**EXCERPT:**
+-------+

For example, the <p> tag that defines the start of a paragraph has a corresponding end tag </p>, but the </p> ending tag rarely is used. In fact, many HTML authors don't even know it exists! [the section called "The <p> Tag"]
Rather, the HTML standard lets you omit a starting tag or ending tag whenever it can be unambiguously inferred by the surrounding context. Many browsers make good guesses when confronted with missing tags, leading the document author to assume that a valid omission was made. When in doubt, add the ending tag: it'll make life easier for yourself, the browser, and anyone else who might need to modify your document in the future.
Browsers sometimes ignore tags. This usually happens with redundant tags whose effects merely cancel or substitute for themselves. The best example is a series of <p> tags, one after the other with no intervening text. Unlike the similar series of repeating return characters in a text-processing document, most browsers skip to a new line only once. The extra <p> tags are redundant and usually ignored by the browser.
character entities
In addition, most browsers ignore any tag that they don't understand or that was incorrectly specified by the document author. Browsers habitually forge ahead and make some sense of a document, no matter how badly formed and error-ridden it may be. This isn't just a tactic to overcome errors, it's also an important strategy for extensibility. Imagine how much harder it would be to add new features to the language if the existing base of browsers choked on them.
The thing to watch out for with nonstandard tags that aren't supported by most browsers is their enclosed contents, if any. Browsers that recognize the new tag may process those contents differently than those that don't support the new tag. For example, Internet Explorer supports a <comment> tag whose contents serve to document the source HTML and are not intended to be viewed by the user. However, none of the other browsers recognizes the <comment> tag and render its contents on the user's screen, effectively defeating the tag's purpose in addition to ruining the document's appearance. [the section called "Character Entities"]

+-------+

**DATA PROVIDED:**

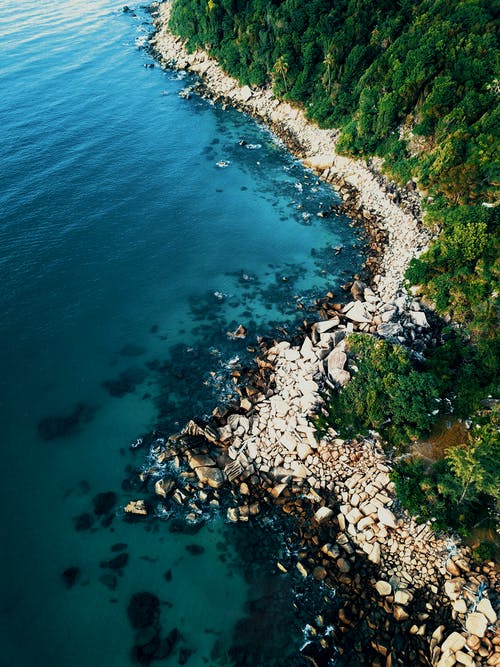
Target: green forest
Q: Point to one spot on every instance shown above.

+-------+

**REQUEST:** Please copy the excerpt on HTML tags above word for word, from "For example, the" up to and including "in the future.".

**TASK RESPONSE:**
For example, the <p> tag that defines the start of a paragraph has a corresponding end tag </p>, but the </p> ending tag rarely is used. In fact, many HTML authors don't even know it exists! [the section called "The <p> Tag"]
Rather, the HTML standard lets you omit a starting tag or ending tag whenever it can be unambiguously inferred by the surrounding context. Many browsers make good guesses when confronted with missing tags, leading the document author to assume that a valid omission was made. When in doubt, add the ending tag: it'll make life easier for yourself, the browser, and anyone else who might need to modify your document in the future.